## The task
From the entries that follow, pick out all lines holding "bare".

Records from a data source:
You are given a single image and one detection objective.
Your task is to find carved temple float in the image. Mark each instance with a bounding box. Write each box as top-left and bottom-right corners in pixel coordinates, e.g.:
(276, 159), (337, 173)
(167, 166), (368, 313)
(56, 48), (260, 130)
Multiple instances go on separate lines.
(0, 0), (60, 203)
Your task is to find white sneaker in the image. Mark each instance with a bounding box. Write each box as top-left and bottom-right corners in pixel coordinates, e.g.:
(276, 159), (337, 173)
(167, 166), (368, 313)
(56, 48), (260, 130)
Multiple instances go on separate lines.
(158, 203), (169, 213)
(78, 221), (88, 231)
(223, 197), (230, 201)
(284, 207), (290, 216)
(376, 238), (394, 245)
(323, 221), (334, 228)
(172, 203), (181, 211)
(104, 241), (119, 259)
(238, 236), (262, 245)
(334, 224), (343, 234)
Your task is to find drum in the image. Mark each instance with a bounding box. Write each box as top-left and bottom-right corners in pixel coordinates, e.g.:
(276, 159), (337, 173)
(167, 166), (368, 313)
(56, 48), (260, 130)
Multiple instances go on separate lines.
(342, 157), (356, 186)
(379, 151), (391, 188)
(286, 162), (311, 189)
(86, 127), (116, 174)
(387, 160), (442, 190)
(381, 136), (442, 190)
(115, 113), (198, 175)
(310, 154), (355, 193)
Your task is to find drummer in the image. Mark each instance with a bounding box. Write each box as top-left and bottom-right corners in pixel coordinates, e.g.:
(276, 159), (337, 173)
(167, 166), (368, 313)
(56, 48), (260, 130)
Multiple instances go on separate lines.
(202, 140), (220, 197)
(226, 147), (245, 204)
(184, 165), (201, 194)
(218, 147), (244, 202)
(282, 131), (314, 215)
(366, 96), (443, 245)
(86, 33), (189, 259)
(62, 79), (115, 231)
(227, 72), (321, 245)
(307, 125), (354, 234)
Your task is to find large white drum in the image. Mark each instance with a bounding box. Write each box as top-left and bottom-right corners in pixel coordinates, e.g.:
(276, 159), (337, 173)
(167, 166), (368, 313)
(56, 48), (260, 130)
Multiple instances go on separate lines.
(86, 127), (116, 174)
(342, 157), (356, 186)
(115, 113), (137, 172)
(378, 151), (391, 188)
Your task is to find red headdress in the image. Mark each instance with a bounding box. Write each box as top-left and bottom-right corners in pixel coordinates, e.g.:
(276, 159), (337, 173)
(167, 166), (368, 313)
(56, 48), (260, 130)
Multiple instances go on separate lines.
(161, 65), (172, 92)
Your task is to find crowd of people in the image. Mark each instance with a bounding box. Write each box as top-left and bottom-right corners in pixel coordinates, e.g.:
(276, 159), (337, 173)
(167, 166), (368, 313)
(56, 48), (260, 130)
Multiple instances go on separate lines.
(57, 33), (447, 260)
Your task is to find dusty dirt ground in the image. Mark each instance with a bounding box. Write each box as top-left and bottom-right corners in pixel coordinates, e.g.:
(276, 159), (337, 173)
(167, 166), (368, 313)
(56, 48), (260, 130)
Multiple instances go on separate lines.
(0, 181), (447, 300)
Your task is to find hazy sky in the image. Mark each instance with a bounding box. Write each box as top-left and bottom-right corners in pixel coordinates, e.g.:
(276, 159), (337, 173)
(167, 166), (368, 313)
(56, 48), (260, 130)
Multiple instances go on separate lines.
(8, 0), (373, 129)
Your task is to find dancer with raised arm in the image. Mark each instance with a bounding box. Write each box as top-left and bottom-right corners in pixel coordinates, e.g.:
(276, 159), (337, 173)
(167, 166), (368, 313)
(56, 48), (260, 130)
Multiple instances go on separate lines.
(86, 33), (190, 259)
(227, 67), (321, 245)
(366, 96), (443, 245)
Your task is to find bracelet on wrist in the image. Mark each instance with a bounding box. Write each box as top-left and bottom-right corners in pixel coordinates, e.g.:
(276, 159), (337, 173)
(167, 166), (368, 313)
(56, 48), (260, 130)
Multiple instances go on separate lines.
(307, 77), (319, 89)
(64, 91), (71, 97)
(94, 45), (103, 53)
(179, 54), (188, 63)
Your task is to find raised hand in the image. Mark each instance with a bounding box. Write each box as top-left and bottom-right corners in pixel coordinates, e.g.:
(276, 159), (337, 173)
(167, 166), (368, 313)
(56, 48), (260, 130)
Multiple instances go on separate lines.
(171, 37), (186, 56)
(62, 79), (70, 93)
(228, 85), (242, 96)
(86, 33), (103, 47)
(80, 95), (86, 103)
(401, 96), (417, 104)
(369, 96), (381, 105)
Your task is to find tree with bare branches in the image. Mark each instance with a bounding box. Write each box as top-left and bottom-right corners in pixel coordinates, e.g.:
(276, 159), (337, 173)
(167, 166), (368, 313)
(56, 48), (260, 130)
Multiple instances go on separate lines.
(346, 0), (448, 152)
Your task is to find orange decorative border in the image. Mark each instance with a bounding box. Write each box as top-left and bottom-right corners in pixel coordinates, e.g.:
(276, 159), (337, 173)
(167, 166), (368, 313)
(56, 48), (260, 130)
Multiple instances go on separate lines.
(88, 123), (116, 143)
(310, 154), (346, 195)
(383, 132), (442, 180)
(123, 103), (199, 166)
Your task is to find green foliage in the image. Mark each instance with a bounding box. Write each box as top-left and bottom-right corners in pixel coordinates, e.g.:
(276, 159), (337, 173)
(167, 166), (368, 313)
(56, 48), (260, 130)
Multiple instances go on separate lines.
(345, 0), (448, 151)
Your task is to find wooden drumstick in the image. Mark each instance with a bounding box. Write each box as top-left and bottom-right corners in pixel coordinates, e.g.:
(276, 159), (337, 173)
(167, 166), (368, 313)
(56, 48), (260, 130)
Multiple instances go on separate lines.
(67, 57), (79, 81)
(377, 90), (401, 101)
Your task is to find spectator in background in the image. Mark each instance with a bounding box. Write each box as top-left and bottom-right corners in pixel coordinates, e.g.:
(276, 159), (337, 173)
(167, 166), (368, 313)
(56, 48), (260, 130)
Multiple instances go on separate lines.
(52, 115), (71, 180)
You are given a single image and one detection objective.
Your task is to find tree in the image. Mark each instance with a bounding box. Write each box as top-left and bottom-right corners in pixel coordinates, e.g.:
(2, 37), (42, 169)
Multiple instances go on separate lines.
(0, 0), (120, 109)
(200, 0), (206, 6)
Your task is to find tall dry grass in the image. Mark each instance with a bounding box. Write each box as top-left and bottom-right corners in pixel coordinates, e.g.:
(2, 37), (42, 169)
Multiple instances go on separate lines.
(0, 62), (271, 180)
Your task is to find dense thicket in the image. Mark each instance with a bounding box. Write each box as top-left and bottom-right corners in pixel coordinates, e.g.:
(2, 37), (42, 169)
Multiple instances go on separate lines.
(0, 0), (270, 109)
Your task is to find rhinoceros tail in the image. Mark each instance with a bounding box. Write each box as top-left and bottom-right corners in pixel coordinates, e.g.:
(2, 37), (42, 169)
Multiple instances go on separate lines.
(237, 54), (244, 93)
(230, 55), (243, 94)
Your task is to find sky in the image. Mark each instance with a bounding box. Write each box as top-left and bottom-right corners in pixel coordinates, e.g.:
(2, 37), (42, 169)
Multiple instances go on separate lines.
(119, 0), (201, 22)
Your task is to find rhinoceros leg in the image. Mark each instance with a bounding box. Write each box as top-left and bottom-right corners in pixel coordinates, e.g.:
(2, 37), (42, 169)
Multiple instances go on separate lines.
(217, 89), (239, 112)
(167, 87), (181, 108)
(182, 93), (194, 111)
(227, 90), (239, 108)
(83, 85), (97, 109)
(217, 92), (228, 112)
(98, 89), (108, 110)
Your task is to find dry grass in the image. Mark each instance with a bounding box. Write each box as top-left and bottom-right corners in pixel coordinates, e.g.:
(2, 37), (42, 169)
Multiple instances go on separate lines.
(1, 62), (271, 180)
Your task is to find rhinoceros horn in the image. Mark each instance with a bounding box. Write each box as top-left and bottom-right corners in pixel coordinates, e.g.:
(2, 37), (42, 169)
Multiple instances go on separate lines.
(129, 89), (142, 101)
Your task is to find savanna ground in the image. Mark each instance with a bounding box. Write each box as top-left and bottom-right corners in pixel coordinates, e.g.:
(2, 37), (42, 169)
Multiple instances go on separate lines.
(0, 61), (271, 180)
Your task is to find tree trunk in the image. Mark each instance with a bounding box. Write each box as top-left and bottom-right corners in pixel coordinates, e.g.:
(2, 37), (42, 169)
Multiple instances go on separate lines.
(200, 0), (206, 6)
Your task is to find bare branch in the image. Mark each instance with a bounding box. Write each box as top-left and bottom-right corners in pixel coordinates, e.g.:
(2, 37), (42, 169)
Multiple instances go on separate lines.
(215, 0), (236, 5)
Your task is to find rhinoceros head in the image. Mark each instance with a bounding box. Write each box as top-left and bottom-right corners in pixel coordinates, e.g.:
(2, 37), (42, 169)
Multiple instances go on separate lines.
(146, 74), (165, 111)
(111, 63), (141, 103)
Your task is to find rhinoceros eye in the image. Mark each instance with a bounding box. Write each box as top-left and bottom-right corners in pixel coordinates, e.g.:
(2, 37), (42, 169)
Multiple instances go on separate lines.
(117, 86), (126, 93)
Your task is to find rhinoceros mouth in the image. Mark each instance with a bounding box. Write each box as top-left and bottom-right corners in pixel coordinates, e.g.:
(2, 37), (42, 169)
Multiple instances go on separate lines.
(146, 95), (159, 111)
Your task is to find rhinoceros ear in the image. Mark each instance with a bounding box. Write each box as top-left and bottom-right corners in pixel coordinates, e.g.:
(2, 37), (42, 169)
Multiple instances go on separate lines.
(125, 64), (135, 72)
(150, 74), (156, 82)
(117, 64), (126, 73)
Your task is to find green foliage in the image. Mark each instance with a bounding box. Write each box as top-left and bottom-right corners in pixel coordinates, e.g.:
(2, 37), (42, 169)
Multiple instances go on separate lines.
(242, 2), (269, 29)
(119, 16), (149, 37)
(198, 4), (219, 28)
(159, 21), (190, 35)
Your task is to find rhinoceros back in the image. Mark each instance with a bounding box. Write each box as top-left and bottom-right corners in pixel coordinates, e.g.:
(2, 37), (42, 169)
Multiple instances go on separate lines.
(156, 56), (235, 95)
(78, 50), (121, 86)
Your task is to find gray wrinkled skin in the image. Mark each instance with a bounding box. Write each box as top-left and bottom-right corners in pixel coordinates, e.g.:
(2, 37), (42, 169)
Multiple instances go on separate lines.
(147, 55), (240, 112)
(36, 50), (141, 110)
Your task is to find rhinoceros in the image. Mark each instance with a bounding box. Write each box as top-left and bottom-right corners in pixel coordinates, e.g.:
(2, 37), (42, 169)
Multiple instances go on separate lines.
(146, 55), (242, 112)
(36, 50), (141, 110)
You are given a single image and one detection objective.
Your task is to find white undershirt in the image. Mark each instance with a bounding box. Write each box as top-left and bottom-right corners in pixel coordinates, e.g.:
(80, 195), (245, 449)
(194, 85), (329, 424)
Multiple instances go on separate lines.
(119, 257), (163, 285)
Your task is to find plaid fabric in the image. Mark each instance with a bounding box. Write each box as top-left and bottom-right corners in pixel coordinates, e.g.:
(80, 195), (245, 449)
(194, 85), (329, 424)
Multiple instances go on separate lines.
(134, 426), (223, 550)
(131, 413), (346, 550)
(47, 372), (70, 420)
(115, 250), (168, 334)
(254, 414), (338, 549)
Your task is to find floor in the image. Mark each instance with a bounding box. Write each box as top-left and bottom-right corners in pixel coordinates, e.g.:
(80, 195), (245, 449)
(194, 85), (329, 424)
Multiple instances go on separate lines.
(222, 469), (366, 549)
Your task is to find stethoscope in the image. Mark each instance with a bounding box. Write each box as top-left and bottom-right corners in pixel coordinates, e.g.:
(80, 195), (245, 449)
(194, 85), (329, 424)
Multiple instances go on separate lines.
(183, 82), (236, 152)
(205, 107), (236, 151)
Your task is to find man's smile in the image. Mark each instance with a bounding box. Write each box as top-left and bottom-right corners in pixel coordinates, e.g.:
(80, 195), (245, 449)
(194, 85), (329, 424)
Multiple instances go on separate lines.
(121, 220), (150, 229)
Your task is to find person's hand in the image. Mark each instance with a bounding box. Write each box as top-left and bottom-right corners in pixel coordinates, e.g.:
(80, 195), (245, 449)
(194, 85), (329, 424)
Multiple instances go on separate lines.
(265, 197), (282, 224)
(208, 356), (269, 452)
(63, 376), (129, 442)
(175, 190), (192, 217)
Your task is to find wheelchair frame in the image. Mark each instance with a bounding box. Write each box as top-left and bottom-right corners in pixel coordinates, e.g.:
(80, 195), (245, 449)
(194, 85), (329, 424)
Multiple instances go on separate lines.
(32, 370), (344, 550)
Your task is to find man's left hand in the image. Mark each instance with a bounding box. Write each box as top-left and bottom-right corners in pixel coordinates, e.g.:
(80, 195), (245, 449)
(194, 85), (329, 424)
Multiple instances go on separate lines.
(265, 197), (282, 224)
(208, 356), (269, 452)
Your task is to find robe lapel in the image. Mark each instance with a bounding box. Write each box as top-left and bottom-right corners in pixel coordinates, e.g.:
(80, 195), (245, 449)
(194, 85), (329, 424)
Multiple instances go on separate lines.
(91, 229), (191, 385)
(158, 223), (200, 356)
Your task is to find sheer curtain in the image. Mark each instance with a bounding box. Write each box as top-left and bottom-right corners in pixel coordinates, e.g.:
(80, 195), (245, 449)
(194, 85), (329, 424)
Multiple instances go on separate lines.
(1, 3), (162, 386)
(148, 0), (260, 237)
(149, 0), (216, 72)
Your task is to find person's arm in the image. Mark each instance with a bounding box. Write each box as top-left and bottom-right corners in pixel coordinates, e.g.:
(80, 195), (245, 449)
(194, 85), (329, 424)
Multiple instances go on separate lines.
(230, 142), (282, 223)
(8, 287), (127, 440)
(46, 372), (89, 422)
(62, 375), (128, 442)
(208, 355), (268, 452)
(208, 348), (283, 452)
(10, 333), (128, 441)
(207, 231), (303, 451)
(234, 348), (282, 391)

## Finished exercise
Your task is to find tree with bare branches in the image. Mark each instance with a bounding box. Write each box as top-left and bottom-right corners in pixel coordinates, e.g.:
Your task is to find bare branch in the image. Mark each instance with a bounding box. Write each box as top-left and bottom-right corners in pixel coordinates, e.g.:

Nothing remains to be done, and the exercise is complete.